Task brief.
Pick every line out of the entries below that has the string "woman", and copy it.

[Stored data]
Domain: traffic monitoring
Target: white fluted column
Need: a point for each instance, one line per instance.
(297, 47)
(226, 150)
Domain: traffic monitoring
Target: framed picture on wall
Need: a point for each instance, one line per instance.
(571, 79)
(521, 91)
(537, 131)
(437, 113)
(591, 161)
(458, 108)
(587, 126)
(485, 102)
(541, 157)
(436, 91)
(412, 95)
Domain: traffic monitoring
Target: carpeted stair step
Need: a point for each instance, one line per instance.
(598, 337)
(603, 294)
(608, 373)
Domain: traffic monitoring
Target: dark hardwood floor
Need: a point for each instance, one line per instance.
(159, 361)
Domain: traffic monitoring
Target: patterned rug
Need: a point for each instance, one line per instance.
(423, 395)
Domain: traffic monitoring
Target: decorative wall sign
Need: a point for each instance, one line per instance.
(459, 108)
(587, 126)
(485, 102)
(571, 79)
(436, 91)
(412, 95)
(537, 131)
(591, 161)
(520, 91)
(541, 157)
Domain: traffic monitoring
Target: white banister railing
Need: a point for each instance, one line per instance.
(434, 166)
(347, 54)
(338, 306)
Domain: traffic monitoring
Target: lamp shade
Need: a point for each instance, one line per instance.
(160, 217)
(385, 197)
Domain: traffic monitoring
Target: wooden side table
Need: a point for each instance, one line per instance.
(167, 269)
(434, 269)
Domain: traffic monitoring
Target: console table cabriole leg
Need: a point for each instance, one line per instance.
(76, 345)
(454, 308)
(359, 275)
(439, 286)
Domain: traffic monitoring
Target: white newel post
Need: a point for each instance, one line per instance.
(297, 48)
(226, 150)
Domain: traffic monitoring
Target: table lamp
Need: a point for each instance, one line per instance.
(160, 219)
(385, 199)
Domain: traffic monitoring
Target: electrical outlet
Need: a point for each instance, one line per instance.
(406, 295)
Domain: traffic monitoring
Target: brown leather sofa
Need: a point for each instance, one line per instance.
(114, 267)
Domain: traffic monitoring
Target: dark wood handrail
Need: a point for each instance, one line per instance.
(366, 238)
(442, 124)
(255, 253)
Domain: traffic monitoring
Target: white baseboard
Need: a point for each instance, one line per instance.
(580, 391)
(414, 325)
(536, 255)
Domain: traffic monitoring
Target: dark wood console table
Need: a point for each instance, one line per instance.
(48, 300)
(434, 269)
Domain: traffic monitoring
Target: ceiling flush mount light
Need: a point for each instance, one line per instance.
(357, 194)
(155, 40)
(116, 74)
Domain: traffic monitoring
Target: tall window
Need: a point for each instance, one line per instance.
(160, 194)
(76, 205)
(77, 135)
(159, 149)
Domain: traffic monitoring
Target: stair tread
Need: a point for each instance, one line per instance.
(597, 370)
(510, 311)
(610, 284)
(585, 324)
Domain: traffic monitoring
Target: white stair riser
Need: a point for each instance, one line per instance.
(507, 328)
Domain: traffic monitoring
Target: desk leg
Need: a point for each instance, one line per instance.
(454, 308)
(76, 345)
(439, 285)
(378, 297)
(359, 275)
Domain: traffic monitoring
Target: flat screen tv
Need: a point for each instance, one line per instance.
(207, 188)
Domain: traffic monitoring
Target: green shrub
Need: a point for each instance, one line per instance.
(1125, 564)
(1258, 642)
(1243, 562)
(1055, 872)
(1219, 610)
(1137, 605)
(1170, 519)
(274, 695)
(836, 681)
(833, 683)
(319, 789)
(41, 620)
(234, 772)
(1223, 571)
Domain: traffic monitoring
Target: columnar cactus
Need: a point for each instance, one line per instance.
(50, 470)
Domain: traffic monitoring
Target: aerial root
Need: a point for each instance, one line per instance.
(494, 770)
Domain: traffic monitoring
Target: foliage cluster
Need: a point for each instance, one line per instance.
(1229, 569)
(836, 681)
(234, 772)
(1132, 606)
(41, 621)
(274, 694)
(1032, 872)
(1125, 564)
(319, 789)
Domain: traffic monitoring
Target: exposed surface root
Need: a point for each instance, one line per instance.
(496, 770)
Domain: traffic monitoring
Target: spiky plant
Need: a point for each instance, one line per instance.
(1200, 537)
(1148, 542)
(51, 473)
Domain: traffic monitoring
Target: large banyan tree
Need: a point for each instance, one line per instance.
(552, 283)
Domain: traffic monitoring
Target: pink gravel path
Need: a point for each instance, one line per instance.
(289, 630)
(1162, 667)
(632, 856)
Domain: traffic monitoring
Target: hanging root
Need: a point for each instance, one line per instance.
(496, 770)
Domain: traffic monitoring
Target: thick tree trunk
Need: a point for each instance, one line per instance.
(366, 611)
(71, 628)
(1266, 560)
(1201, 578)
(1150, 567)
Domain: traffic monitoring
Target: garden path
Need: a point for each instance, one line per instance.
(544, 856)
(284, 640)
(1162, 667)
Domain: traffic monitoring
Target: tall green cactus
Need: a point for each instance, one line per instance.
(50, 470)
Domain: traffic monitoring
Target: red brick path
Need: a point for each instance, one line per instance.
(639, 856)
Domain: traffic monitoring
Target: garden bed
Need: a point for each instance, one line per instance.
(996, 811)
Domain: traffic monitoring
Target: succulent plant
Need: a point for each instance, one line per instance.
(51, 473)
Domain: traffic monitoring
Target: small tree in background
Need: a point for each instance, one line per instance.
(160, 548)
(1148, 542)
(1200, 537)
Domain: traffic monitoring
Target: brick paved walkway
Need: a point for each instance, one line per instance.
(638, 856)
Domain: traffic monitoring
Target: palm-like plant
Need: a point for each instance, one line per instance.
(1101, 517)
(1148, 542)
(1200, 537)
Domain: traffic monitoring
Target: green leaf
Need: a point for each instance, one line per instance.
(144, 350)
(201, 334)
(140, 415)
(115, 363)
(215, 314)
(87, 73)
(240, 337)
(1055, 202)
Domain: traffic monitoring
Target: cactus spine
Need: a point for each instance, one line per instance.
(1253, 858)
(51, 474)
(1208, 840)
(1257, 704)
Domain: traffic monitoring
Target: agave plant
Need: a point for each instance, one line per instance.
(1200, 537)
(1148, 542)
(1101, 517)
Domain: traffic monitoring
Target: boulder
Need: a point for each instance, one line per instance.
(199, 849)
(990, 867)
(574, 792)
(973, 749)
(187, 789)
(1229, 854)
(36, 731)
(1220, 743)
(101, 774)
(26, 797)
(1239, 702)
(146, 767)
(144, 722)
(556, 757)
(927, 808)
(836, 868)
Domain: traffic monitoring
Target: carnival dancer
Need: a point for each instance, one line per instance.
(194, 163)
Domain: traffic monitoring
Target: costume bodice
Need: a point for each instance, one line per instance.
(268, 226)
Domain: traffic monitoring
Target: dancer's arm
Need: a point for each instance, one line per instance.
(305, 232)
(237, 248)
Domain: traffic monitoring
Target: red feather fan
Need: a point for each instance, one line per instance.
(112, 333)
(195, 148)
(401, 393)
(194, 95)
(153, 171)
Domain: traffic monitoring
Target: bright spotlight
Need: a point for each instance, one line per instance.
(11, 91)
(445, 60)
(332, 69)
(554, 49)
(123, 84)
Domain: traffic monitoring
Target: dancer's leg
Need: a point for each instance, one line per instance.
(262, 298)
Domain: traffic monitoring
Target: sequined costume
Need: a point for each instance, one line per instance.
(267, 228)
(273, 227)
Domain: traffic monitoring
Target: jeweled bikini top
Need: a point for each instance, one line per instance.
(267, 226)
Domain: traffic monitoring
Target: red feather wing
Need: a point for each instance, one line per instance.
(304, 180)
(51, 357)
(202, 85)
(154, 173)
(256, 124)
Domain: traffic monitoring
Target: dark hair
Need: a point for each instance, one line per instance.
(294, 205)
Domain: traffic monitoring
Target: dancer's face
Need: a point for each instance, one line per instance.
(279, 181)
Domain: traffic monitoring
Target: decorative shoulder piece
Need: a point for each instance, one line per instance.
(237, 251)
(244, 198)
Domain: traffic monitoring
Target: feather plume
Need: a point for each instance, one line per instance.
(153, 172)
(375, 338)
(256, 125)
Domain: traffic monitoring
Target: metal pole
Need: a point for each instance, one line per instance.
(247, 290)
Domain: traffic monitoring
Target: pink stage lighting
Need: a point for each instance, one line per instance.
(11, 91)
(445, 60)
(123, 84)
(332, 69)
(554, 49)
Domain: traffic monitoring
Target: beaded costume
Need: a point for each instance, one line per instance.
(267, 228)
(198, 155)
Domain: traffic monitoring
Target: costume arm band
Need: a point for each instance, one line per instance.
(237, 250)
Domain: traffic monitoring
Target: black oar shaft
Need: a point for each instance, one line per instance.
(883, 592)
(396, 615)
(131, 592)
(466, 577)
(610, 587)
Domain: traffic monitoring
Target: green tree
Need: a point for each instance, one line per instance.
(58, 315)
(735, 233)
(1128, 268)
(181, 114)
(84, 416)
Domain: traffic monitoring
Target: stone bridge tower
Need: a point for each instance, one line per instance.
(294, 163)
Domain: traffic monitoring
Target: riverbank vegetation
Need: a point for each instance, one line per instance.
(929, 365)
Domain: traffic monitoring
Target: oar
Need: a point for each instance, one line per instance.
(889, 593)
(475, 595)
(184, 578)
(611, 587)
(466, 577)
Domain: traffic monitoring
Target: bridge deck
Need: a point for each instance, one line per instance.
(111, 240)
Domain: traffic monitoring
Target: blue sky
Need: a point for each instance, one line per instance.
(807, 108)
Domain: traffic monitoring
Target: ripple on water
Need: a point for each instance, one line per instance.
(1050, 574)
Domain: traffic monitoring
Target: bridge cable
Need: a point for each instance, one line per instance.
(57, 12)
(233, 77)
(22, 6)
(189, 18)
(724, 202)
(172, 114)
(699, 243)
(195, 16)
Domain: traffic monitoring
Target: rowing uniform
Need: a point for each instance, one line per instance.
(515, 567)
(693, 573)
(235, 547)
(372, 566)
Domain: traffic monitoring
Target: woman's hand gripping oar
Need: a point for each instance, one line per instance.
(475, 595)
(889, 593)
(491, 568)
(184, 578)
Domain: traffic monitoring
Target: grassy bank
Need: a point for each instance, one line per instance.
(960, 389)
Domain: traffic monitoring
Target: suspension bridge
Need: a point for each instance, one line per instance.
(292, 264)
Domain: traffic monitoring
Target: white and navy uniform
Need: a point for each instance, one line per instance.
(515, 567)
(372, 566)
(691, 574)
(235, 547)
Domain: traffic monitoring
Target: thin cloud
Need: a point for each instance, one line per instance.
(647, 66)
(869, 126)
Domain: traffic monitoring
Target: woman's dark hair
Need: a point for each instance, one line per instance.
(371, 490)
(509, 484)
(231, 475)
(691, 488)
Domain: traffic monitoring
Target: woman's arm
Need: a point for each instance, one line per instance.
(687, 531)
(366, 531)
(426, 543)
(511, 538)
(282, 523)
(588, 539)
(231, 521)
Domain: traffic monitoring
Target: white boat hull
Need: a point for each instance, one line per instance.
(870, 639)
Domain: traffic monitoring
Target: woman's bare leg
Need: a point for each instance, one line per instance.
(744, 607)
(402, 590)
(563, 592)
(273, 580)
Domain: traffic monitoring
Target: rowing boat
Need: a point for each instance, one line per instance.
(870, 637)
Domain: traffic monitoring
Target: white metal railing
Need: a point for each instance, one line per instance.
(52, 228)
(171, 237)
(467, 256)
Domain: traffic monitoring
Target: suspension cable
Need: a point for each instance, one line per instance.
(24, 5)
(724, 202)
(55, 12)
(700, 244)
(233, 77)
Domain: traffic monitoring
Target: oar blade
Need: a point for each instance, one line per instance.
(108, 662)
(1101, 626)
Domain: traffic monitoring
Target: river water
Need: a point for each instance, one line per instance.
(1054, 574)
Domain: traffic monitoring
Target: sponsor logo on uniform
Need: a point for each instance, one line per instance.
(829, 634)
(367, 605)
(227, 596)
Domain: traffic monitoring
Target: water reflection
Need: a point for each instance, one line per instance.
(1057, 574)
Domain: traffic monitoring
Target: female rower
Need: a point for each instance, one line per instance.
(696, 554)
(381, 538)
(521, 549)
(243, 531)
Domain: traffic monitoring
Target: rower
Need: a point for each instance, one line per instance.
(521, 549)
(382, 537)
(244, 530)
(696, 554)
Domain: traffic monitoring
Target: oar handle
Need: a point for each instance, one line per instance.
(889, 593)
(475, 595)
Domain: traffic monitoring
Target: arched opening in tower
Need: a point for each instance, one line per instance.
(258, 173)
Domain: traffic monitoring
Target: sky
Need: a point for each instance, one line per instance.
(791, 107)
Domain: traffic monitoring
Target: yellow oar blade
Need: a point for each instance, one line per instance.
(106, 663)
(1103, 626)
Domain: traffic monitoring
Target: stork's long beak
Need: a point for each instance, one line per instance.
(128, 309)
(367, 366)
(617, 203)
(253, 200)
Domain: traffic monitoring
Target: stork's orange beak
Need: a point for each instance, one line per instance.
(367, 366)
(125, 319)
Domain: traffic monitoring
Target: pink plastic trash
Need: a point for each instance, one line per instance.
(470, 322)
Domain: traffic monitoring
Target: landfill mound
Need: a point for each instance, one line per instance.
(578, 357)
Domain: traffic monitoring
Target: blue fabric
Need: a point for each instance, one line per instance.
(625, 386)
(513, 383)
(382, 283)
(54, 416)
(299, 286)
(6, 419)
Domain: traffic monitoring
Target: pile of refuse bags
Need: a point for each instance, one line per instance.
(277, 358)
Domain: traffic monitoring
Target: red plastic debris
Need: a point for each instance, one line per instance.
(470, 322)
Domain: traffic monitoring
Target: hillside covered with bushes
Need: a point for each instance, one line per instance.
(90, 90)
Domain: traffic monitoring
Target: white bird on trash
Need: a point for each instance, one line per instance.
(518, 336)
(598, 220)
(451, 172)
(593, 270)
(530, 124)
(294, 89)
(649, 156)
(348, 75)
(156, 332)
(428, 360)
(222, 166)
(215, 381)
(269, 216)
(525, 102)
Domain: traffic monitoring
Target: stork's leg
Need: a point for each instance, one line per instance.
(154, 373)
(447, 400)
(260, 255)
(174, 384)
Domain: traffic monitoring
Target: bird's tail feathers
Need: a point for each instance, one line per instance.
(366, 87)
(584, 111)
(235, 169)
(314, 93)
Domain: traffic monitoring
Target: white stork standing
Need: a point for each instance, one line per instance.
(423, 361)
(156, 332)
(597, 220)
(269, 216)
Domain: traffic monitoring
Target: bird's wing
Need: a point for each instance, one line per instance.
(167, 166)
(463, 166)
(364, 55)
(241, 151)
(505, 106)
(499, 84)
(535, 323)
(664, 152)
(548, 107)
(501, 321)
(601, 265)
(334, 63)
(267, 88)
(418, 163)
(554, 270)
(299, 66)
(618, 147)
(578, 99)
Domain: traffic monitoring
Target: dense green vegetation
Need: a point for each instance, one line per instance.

Exercise output.
Target: woman's hand gripping oar
Target: woman's dark hair
Target: woman's arm
Target: woman's bare leg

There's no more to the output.